Brief –
Reproduce each entry below exactly as it appears.

Region pointing data –
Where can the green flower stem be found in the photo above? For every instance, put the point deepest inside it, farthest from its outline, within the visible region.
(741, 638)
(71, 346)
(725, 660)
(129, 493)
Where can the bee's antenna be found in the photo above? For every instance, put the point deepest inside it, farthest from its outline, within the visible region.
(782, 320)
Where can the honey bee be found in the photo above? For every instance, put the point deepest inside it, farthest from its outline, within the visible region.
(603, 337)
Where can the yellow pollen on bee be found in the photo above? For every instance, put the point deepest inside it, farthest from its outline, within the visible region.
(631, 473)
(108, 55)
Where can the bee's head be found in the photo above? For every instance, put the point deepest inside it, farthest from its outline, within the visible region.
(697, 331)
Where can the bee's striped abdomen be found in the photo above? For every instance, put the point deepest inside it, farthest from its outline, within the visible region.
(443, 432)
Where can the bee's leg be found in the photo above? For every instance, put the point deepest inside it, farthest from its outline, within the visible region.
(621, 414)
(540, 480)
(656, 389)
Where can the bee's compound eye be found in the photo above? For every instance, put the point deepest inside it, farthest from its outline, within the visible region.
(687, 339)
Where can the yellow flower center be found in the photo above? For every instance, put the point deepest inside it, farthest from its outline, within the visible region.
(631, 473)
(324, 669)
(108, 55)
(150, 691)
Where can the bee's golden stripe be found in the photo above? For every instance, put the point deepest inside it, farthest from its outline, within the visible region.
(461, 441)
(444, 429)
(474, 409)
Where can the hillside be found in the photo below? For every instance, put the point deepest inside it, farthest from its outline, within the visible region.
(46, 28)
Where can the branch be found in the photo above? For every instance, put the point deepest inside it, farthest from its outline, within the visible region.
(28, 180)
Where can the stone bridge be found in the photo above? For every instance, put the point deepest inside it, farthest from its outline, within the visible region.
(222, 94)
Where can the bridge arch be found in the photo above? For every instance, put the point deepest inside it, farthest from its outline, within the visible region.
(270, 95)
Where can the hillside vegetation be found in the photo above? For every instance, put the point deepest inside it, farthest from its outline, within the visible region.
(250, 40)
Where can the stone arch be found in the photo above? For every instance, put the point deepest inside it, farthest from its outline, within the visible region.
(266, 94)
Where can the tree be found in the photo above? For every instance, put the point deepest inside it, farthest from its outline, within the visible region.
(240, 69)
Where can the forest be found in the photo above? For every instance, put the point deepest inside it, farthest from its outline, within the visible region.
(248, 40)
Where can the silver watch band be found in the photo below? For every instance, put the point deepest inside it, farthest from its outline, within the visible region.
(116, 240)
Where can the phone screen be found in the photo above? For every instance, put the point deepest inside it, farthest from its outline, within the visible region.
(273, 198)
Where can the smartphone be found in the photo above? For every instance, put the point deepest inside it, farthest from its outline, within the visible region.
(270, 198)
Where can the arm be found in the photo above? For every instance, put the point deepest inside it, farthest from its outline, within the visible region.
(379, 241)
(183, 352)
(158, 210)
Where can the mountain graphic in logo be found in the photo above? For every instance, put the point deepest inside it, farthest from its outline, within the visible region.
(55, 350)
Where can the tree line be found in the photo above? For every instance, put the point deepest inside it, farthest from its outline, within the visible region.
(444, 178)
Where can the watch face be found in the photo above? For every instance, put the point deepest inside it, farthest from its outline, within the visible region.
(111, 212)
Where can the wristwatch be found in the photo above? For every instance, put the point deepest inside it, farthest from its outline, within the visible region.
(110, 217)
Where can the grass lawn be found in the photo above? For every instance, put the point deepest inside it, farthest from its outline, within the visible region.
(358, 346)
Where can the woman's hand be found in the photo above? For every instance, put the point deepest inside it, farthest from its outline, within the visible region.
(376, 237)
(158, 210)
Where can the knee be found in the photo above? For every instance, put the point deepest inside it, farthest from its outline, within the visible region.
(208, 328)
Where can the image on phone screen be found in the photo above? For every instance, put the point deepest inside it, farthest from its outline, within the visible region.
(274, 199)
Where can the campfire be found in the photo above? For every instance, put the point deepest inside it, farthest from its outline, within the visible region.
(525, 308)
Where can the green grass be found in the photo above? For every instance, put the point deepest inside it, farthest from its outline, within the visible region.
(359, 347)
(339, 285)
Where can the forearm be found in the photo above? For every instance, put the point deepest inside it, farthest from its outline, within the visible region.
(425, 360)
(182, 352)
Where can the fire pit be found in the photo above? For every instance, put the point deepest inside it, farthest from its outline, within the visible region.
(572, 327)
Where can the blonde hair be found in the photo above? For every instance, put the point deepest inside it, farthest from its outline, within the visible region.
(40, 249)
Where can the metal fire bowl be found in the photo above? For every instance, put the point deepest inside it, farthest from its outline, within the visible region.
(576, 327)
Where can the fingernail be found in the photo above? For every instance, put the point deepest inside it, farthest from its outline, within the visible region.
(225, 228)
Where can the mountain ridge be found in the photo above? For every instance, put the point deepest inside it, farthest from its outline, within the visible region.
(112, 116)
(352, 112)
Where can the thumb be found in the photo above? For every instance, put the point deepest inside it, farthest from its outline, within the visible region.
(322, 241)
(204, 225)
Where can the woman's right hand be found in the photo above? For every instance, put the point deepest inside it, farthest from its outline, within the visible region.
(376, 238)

Task result –
Where can the green flower stem be found in the photo above? For every instance, put the point deepest inside it, farthest from its outline, within the visible region.
(741, 638)
(71, 346)
(725, 660)
(129, 493)
Where can the bee's antenna be found in the photo above? For every instance, put the point deepest inside it, farthest from its outline, within the visible region.
(782, 320)
Where can the honey bee be found in the photo above? For every instance, put the point deepest inside it, farthest from its outline, within the visible region.
(603, 337)
Where can the yellow pollen on bee be found in the photo above? For every instance, put the point deepest inside it, farthest from its outline, within the visible region.
(631, 473)
(108, 55)
Where can the bee's head be found in the photo above? For every instance, put the point deepest inside it, farthest from its outline, within the visible region.
(697, 331)
Where can the bee's striped abdomen be found in the photo above? For every instance, put the point deepest inside it, farthest from its outline, within the visible region.
(443, 432)
Where can the bee's leg be found in the photo above? For every instance, put the point deepest inside it, farthest from its outline, within the visible region.
(621, 414)
(540, 480)
(656, 389)
Where can the bee's compound eye be found in the photo above? For every instance, put the point deepest inside it, farthest from its outline, within the visible region.
(687, 339)
Where can the yellow flower center be found in the photo above? For every instance, put the point deepest inside it, farthest from its outline, within the visible region.
(631, 473)
(324, 669)
(108, 55)
(150, 691)
Where can the bee's golden stripe be found in the photo above? For every instance, put the point deepest inside it, farthest from its outline, within the visible region.
(461, 441)
(444, 429)
(474, 409)
Where can the hillside be found in the photo below? For every instance, put the point deepest inside it, farthest from its outline, within the visible region.
(46, 28)
Where can the branch be found in the photo above? For every instance, put the point deepest inside it, farthest from its outline, within the visible region.
(28, 180)
Where can the stone bridge be found in the photo above? For every instance, put the point deepest inside it, farthest from its outline, within the visible region.
(222, 94)
Where can the bridge arch be found in the photo above? For every instance, put the point deepest inside it, farthest from its outline, within the visible region.
(270, 95)
Where can the hillside vegetation be found in the photo above? For every instance, put the point deepest inside it, farthest from its outline, within the visible region.
(250, 40)
Where can the stone arch be found in the photo above? For every instance, put the point deepest inside it, farthest from its outline, within the visible region.
(266, 94)
Where can the tree be found in the photo above? For every instance, put the point deepest inside it, farthest from its outline, within the visible region.
(240, 69)
Where can the forest be found in the photo above? For every instance, put the point deepest inside it, farthest from its outline, within the visible region.
(248, 40)
Where can the silver watch band be found in the photo below? For every instance, put the point deepest inside it, farthest from its outline, within the visible region.
(116, 240)
Where can the phone screen be found in the photo above? For every instance, put the point deepest inside it, farthest from its outline, within the visible region.
(273, 198)
Where can the smartphone be found in the photo above? For every instance, put the point deepest inside it, farthest from its outline, within the visible region.
(270, 198)
Where can the arm be found in the photo above? For every instance, put the point deepest inside it, farthest from its outline, within the visible region.
(379, 241)
(183, 352)
(158, 210)
Where can the mountain graphic in logo be found in the photo above? For every instance, put the point deepest inside it, farthest from its outline, within the visible region.
(55, 350)
Where can the tree line be found in the photo above? For every instance, put the point deepest inside it, farthest from its outline, within the visible region.
(444, 178)
Where can the watch face be found in the photo above? For every instance, put the point deepest inside it, farthest from its outline, within the visible region.
(111, 212)
Where can the wristwatch be found in the photo above? For every instance, put the point deepest inside it, farthest from its outline, within the visible region.
(110, 217)
Where can the grass lawn be found in the photo above? For every instance, put the point deepest inside it, farthest from its outline, within the visible region.
(358, 346)
Where can the woman's hand be found in the photo above? For every instance, put the point deepest inside it, farthest from its outline, within the visible region.
(376, 237)
(158, 210)
Where can the knee be found in the photo above? For every instance, put the point deepest inside it, farthest from its outline, within the visible region.
(208, 328)
Where can the image on phone screen be found in the photo above? For every instance, put the point deepest inside it, farthest from its outline, within the visible region.
(274, 199)
Where can the campfire be found in the photo above? For every instance, put the point deepest inside it, farthest from its outline, within the visible region.
(525, 308)
Where can the green grass be found in the photo above? For every instance, put the point deepest inside it, farthest from its outline, within the visible region.
(359, 347)
(339, 285)
Where can the forearm be found in the photo above? For every instance, put the point deepest inside it, farthest from its outline, within the visible region.
(425, 360)
(182, 352)
Where can the fire pit be found in the photo above? For every instance, put the point deepest inside it, farthest from its outline, within the visible region.
(572, 327)
Where can the blonde hair be found in the photo above? For every instance, put the point deepest inside it, farthest from its outline, within the visible region.
(40, 249)
Where can the metal fire bowl be found in the photo above? For every instance, put the point deepest inside it, farthest from its outline, within the visible region.
(576, 327)
Where can the fingernail be found in the photo above? For every instance, put the point deepest inside it, farthest from its outline, within the visible region.
(225, 228)
Where can the mountain ridge be found in the photo above? For every instance, put the point deepest inside it, farthest from its outline, within the visible region.
(112, 116)
(352, 112)
Where can the thumb be found in the photo above? For every instance, put the point deepest inside it, farthest from its outline, within the visible region.
(322, 241)
(204, 225)
Where can the woman's right hand be found in the photo above? For every instance, put the point deepest inside it, farthest from its outline, within the visible region.
(376, 238)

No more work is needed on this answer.